Problem to solve
All lines holding the word "instance" are to be copied from the records beneath.

Records from a dataset:
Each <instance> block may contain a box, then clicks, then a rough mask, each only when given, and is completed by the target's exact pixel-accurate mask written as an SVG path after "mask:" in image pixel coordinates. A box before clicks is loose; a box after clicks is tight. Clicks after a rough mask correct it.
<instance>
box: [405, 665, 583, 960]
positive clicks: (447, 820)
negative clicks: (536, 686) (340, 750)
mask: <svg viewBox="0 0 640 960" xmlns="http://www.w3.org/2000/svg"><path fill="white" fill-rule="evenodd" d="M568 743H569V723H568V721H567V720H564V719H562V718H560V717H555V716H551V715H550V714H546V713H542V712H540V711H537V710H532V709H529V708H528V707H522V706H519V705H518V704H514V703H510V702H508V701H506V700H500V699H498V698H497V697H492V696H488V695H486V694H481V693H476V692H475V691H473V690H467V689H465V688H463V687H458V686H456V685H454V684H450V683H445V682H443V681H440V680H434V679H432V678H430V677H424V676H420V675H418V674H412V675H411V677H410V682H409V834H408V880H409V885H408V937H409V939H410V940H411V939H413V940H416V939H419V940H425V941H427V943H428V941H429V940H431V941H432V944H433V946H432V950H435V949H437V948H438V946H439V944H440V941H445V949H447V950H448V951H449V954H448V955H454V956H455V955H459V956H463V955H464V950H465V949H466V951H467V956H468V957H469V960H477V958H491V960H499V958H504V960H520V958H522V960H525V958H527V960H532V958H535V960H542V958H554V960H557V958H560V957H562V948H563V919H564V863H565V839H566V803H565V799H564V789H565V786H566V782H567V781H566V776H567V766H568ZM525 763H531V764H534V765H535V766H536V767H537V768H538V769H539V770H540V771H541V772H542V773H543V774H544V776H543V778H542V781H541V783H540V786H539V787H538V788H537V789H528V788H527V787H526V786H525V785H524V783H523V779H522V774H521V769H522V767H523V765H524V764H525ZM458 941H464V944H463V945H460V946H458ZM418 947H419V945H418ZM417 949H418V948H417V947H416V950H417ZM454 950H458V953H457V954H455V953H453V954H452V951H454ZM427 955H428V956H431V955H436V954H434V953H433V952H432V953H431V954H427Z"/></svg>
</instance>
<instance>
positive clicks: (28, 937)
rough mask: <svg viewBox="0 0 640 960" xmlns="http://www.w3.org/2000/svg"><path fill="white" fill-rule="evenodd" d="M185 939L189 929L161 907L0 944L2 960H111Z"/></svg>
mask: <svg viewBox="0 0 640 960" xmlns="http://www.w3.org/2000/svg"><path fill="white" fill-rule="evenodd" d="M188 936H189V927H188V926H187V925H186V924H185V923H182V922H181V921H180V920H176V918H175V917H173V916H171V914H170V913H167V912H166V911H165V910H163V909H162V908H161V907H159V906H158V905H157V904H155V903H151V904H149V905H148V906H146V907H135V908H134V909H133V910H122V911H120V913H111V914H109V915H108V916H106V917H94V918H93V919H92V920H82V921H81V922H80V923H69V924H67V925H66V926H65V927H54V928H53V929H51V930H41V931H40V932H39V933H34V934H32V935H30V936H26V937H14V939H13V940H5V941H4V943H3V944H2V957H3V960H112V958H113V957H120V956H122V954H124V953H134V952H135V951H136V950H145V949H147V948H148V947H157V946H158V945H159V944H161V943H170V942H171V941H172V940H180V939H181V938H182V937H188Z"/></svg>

Written reply
Each <instance> block may contain a box, then clicks, then a rough mask, each only when given, and is completed by the target's exact pixel-accurate mask written as an SVG path after "mask:" in image pixel coordinates. A box before clicks is loose; a box after clicks is tight. Clicks after a rough mask correct it.
<instance>
</instance>
<instance>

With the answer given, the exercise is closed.